— begin —

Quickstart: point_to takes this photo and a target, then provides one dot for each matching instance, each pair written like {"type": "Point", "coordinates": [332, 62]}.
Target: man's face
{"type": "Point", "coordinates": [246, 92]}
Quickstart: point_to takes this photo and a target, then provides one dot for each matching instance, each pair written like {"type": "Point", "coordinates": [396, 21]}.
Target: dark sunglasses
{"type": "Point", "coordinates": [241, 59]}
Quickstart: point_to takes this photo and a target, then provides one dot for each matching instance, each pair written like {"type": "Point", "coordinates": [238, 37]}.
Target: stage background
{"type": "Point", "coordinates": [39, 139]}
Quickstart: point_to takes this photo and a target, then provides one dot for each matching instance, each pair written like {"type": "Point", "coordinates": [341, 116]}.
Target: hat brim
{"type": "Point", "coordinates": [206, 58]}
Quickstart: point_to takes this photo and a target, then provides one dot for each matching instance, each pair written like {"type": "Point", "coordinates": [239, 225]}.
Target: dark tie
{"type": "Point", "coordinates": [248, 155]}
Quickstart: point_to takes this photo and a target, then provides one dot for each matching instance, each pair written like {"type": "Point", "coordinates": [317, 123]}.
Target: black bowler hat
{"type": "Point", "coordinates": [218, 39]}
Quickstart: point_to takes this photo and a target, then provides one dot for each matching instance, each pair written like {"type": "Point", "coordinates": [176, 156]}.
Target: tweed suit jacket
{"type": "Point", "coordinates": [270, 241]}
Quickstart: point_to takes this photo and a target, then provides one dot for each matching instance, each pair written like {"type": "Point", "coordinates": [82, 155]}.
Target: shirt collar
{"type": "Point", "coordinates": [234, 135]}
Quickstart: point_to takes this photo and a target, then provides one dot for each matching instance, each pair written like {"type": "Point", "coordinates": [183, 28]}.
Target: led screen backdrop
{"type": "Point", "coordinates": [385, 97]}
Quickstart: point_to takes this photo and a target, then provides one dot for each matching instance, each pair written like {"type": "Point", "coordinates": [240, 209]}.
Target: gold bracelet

— end —

### Directions
Find each line in the records containing the word "dark", and copy those lines in full.

### Solution for this task
Target: dark sunglasses
Target: dark tie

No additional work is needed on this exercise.